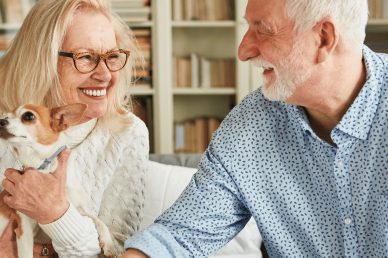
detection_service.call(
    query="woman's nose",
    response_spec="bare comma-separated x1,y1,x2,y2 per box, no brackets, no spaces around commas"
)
0,119,8,127
92,60,112,81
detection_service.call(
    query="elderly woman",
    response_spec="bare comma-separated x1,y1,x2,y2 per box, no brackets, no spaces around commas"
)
0,0,148,257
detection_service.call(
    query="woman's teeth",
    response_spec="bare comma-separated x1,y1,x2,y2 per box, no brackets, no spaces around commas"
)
81,89,106,97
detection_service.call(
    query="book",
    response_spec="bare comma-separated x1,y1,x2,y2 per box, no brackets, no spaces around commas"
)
172,0,235,21
194,117,209,153
175,124,185,150
201,57,211,88
172,0,182,21
382,0,388,19
190,53,200,88
375,0,383,19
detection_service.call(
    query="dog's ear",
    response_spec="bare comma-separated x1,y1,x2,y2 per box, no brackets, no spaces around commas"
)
51,103,88,132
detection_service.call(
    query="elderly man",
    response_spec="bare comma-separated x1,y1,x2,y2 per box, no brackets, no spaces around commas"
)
122,0,388,258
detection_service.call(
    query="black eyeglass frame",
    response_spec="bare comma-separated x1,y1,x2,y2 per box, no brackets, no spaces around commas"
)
58,49,131,73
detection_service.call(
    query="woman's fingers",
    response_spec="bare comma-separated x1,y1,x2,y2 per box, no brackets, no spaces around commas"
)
34,243,57,258
1,218,17,241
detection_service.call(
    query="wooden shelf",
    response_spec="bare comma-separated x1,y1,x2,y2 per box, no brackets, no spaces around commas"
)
368,18,388,25
127,21,154,28
171,21,236,28
172,88,236,95
130,86,155,96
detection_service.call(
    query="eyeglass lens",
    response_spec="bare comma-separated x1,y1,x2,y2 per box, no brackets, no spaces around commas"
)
75,52,127,72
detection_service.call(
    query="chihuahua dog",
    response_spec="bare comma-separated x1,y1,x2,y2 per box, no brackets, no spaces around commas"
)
0,103,116,258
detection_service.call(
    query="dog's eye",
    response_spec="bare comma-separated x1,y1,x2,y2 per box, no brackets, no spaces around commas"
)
23,112,35,121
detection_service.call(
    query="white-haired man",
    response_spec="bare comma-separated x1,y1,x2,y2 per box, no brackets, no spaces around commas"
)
122,0,388,257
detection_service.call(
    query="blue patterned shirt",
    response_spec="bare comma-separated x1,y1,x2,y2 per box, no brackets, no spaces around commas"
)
125,46,388,258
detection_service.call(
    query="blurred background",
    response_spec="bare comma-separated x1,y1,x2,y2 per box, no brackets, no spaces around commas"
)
0,0,388,154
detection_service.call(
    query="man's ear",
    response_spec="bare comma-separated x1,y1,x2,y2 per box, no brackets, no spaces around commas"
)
313,17,339,63
51,103,88,132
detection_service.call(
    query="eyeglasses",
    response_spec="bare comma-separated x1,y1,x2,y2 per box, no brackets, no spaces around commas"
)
58,49,131,73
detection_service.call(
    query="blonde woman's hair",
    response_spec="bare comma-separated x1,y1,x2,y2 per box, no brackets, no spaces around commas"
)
284,0,369,51
0,0,140,132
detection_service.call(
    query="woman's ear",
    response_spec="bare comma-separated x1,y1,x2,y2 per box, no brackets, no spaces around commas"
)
313,17,339,63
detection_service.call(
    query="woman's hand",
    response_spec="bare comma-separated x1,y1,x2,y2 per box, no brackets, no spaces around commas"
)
34,243,58,258
0,218,58,258
3,149,70,224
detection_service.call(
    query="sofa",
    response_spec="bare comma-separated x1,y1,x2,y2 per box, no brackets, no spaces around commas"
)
140,154,263,258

§ §

# What this task involves
Rewrite all of the data above with "detection_service.call" swapped for "vision_api.locate" everywhere it occurs, changing nothing else, and leave the pictures out of your answer.

# Response to this exercise
vision_api.locate(
    query="woman's nose",
    response_spec="bare comma-separated x1,y1,x2,y2 per box, no brackets, no spaces around commas"
)
0,119,8,127
92,60,112,81
vision_api.locate(
    query="elderly woman",
    response_spec="bare comma-separated x1,y1,x2,y2 per box, no brackets, no spaces around commas"
)
0,0,148,257
vision_api.locate(
    query="woman's teeth",
    response_spec="bare comma-separated x1,y1,x2,y2 per box, no brackets, no spaces around commas"
)
81,89,106,97
vision_api.locate(
    query="book",
    response_spec="bare comma-separated x1,y1,x2,y2 per box, no brackets, no spaces around commas"
)
172,0,235,21
194,117,209,153
175,124,185,150
201,57,211,88
172,0,182,21
382,0,388,19
190,53,200,88
375,0,383,19
vision_api.locate(
    query="dog's ear",
    response_spec="bare comma-separated x1,y1,x2,y2 per box, no brackets, no spaces around commas"
)
51,103,88,132
vision_api.locate(
    query="elderly man",
    response_spec="bare comma-separated x1,y1,x2,y2 per box, no brackets, no spaces around commas"
)
122,0,388,258
vision_api.locate(
    query="black eyeglass frame",
    response_spec="bare comma-separated x1,y1,x2,y2 per box, no brackets, no spaces around commas"
)
58,49,131,73
vision_api.locate(
    query="woman's fingers",
    response_spec="bare comma-separated x1,y1,x2,y2 per box, no brackets, no spaces around commas"
)
34,243,57,258
1,218,17,241
vision_api.locate(
    query="wooden shelf",
    response_spec="bare comma-separated x1,y1,x2,y2 per box, no brackets, no spaces around commas"
)
368,18,388,25
127,21,154,28
171,21,236,28
172,88,236,95
130,86,155,96
vision_api.locate(
    query="eyeglass lens",
    response_spec="bare comma-separated x1,y1,x2,y2 per box, no brackets, no spaces around commas"
)
75,52,127,72
vision_api.locate(
    query="chihuahua dog",
    response_spec="bare comma-separated x1,y1,x2,y2 per box, no brackets, no spaces around commas"
)
0,103,116,258
vision_api.locate(
    query="dog's eye",
    response_spec="bare comma-separated x1,y1,x2,y2 per box, no brackets, no spaces around commas"
)
23,112,35,121
vision_api.locate(
    query="white-haired man",
    response_spec="bare comma-separated x1,y1,x2,y2 per box, no brackets, no spaces around commas"
)
122,0,388,257
vision_api.locate(
    query="blue patterned shirt",
    response_spec="bare comma-separated x1,y1,x2,y2 per box, no brackets, no spaces around commas"
)
125,46,388,258
vision_api.locate(
    query="blurred background",
    response_spec="bare comma-separated x1,y1,x2,y2 per box, no brackets, no spaces around commas"
)
0,0,388,154
vision_api.locate(
    query="man's ear",
    response_spec="bare comma-separated x1,y1,x2,y2 per box, no brackets, no spaces around commas"
)
313,17,339,63
51,103,88,132
vision_api.locate(
    query="eyeglasses",
    response_spec="bare comma-separated x1,y1,x2,y2 per box, no brackets, no spaces around commas"
)
58,49,131,73
vision_api.locate(
    query="blonde woman's hair",
    response_spec="bare comma-separated x1,y1,x2,y2 per box, no brackets, no spaces around commas"
)
284,0,369,51
0,0,140,132
vision_api.locate(
    query="woman's ear",
    response_spec="bare comma-separated x1,y1,x2,y2 per box, no brackets, no spaces around commas"
)
313,17,339,63
vision_api.locate(
    query="woman's hand",
    response_spec="bare comma-separated x1,y1,x2,y2 per box, no brackets, no spaces around commas"
)
34,243,58,258
0,218,58,258
3,149,70,224
vision_api.locate(
    query="sofa",
    response_spec="bare comma-separated x1,y1,x2,y2 per box, no brackets, no spaces around commas"
)
140,154,263,258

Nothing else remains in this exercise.